--- begin RECORDS SHOWN ---

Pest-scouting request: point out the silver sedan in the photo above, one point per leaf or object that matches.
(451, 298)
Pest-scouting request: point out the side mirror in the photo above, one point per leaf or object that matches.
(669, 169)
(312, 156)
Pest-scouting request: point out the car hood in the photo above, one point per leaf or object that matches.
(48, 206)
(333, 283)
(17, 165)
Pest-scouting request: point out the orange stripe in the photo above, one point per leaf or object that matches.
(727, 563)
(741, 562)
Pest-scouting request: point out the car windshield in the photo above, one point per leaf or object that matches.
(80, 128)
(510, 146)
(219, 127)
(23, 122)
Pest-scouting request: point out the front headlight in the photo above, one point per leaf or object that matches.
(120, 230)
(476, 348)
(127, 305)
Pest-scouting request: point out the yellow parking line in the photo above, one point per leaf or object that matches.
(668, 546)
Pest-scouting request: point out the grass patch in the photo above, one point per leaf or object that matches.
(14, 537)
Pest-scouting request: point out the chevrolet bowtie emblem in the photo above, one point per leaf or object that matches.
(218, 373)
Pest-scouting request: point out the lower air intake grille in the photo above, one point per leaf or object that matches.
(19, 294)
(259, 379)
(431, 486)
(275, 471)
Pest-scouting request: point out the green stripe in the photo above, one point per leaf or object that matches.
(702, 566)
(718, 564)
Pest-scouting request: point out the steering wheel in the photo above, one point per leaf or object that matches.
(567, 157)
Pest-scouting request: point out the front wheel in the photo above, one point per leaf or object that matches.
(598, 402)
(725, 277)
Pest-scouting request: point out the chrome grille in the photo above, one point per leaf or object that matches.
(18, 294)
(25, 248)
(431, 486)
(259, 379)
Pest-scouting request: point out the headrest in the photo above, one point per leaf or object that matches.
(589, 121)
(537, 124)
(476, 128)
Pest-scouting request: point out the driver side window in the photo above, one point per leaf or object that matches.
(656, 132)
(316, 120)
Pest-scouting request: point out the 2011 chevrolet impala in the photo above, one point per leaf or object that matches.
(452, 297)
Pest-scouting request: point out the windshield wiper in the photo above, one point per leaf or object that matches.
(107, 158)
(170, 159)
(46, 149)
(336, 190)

--- end RECORDS SHOWN ---

▶ **PROBLEM DETAILS**
Render the entries above as a two-column CSV with the header row instruction,coordinates and one row per entry. Put each entry's text and its answer in separate double-quoted fields, and replace any line breaks with spaces.

▶ **RESPONSE TO THE EXERCISE**
instruction,coordinates
"Pest-scouting request: point out the silver sedan in the photo above, one point per leaf or object that matches.","(451, 298)"
"Pest-scouting request: point out the side mirror in the photo above, one point per leaf or object that matches.","(669, 169) (312, 156)"
"Pest-scouting request: point out the car hood in the photo above, one point per leaf or object that matches.","(48, 206) (333, 283) (17, 165)"
"Pest-scouting request: point out the orange stripe in the photo above, one point per leaf or object that matches.","(727, 563) (741, 562)"
"Pest-scouting request: point out the car windshield in the photo above, one point per leaf or object that matches.","(80, 128) (510, 146) (219, 127) (23, 122)"
"Pest-scouting request: point out the front headlight in the photo above, one point per leaf or object that matches.","(120, 230) (476, 348) (127, 305)"
"Pest-scouting request: point out the yellow parking line in the photo above, one point per leaf or object that matches.","(668, 546)"
"Pest-scouting request: point out the grass patch in the photo above, one point per leaf or object that matches.","(14, 537)"
"Pest-scouting request: point out the chevrolet bowtie emblem in the photo above, one point per leaf or object that matches.","(218, 373)"
"Pest-scouting request: point out the lower air intake grille in the photo above, one point per leaf or object that matches.","(19, 294) (259, 379) (431, 486) (275, 471)"
"Pest-scouting request: point out the green stripe in the photo above, one point per leaf or object that matches.","(702, 566) (718, 564)"
"Pest-scouting request: point out the steering wheel in the photo above, one point per leaf or object that matches.","(567, 157)"
"Pest-scouting request: point out the front wheel in the photo above, one point per leaf or object that matches.","(598, 402) (725, 277)"
"Pest-scouting request: point out the chrome grille in the photo above, one point per leaf or object that matches.","(18, 294) (25, 248) (431, 486) (259, 379)"
"Pest-scouting request: point out the headrest in the photo above, one point per leaf or object that matches.","(589, 121) (537, 124) (476, 128)"
"Pest-scouting request: point out the driver side window in the photo above, one point per leaf or object that matches.","(656, 132) (316, 120)"
"Pest-scouting request: point out the 2011 chevrolet impala in the photo above, one point per leaf or object that matches.","(452, 297)"
"Pest-scouting request: point out the windshield wiper in the photo above, one point per leaf or object that matches.","(107, 158) (170, 159) (46, 149) (336, 190)"